Are you assuming the same engine? If not, then that also makes a difference. A larger engine might use more fuel for the same work.
 
  • #4
Vagn said:
You've not taken into account that you have to do work against friction to maintain a constant speed. Friction is proportional to the normal reaction force, which weight does have an impact on.
Wouldn't that be (for most modern vehicles) very very very very slight...as a portion of the total extra work being done? I thought of this, which was why I used the word "roughly". I don't think increased friction due to increased weight will matter much. If that's not right...correct me.
 
  • #5
A.T. said:
Are you assuming the same engine? If not, then that also makes a difference. A larger engine might use more fuel for the same work.

well, I wanted to leave the concept of the engine out for now...so I guess let's assume identical engines.
 
  • #6
Mass certainly counts, as you say, and less on the flat or at constant speed.
The aerodynamics count a lot but it's mainly the shape and cross section, rather than the volume.
Also, you have those great knobbly tyres, in which the treads flex every time they 'claw' against the road, producing a lot of heat. It's this thermal problem which accounts for the reduced maximum recommended speed for off-road tyres (it's stamped on the side of all tyres aamof). Racing cars use slicks when the road's dry, to reduce this drag of tyre on road.

## ENTRIES PROVIDED
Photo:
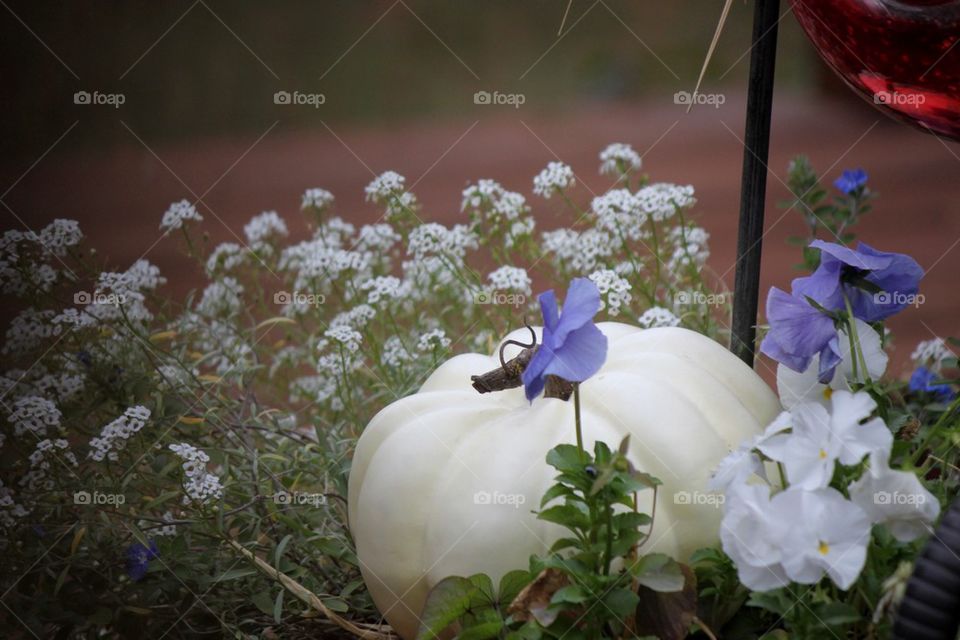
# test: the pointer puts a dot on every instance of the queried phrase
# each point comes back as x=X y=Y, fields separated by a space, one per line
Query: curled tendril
x=533 y=343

## WHAT THE EXERCISE ASKS
In the forum thread above, condense the paragraph that begins "Also, you have those great knobbly tyres" into a short bulleted list that keeps its main facts.

## TASK OUTPUT
- The treads of knobbly tires flex each time they claw against the road, producing a lot of heat.
- This heat problem is why off-road tires have a lower maximum recommended speed, which is stamped on the side of all tires.
- Racing cars use slicks when the road is dry to reduce this drag of tire on road.